# AIM OF THE TASK
What lines of the data below hold the string "clicks"? Copy each one.
Segment Start: THE DATA
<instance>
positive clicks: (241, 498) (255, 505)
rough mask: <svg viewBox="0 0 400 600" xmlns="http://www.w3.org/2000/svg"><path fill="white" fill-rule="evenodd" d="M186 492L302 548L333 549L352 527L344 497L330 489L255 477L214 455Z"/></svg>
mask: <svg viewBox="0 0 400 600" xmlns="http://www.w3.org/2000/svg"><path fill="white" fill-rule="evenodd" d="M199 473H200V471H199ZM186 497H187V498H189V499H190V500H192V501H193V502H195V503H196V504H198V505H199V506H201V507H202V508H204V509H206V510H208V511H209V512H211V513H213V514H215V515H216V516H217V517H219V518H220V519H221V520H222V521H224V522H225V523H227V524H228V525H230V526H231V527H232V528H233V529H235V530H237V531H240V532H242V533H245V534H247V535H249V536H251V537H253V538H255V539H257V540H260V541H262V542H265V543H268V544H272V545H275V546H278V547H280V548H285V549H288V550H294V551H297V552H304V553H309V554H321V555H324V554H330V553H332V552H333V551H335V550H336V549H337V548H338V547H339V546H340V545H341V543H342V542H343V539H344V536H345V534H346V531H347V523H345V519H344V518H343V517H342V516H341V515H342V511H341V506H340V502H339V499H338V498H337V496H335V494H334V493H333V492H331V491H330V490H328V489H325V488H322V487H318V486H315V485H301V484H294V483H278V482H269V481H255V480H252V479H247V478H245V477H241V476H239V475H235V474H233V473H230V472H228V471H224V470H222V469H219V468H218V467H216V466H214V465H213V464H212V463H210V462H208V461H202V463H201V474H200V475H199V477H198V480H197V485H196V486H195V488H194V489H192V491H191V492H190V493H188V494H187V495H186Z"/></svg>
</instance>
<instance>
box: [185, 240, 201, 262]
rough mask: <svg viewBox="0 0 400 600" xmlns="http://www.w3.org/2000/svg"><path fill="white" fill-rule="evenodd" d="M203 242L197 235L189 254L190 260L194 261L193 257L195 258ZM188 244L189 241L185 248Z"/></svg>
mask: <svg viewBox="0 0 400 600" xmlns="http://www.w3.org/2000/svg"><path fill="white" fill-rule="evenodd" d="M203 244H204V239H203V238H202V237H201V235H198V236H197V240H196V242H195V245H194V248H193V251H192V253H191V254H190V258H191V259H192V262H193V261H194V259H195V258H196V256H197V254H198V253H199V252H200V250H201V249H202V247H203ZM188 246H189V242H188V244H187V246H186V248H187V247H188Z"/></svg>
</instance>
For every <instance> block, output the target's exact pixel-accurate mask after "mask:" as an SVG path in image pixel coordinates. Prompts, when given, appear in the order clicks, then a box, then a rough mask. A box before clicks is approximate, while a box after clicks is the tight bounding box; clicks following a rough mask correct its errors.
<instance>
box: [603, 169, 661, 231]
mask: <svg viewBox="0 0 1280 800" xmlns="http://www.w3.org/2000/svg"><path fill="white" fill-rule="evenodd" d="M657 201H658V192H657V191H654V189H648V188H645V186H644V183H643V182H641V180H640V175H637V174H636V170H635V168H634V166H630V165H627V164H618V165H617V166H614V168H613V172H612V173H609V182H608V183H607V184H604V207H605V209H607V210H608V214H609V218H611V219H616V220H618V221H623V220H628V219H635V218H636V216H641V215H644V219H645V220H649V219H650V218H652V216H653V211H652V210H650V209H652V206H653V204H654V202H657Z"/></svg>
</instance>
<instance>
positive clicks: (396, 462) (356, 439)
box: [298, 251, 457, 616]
Segment End: THE DATA
# WORKED SOLUTION
positive clicks: (241, 498) (255, 505)
For every <instance> block, output the target's exact pixel-accurate mask after "mask:" as an SVG path in image pixel coordinates. Prompts, when given, appear in the order clicks, then a box, then a rough mask. A box before clicks is approximate, while a box after clicks is the tight bounding box; clicks following a rough mask correct its errors.
positive clicks: (396, 462) (356, 439)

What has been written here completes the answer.